(Collected data entries)
↓↓↓
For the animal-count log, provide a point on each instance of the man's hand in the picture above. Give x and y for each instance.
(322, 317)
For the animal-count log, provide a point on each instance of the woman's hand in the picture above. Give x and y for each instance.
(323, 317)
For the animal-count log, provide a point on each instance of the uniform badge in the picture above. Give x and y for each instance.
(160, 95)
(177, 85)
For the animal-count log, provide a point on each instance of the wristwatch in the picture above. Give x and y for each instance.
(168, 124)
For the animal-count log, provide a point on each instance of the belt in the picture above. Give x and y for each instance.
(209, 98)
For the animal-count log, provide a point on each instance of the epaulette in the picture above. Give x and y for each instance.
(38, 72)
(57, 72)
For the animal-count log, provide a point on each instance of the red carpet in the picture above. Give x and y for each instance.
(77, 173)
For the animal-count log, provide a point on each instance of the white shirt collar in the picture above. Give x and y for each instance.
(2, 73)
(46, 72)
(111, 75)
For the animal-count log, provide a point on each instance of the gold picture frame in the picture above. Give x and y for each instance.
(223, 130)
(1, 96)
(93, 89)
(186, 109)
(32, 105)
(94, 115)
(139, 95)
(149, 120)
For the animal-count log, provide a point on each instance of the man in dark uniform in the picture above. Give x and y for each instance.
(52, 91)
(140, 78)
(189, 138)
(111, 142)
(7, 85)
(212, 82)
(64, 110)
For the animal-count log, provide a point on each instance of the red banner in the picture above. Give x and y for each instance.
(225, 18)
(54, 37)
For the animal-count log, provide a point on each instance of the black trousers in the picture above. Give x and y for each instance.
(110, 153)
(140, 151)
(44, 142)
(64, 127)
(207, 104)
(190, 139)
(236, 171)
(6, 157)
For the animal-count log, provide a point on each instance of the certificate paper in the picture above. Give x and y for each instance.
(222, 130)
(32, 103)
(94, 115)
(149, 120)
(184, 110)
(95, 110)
↑↑↑
Give again, word for word, every line from the one holding "of the black" to the end of the data.

**RESULT FOR THIS TASK**.
For the animal-count log, provide a point on each instance of the black trousers in the picture above. Give x and y for each instance.
(110, 153)
(140, 151)
(44, 142)
(64, 127)
(207, 104)
(190, 139)
(236, 171)
(6, 157)
For the animal-count log, provide a point on each instance of the certificate paper in the picture above. Give x and y for each instance.
(222, 130)
(32, 103)
(94, 115)
(149, 120)
(184, 110)
(95, 110)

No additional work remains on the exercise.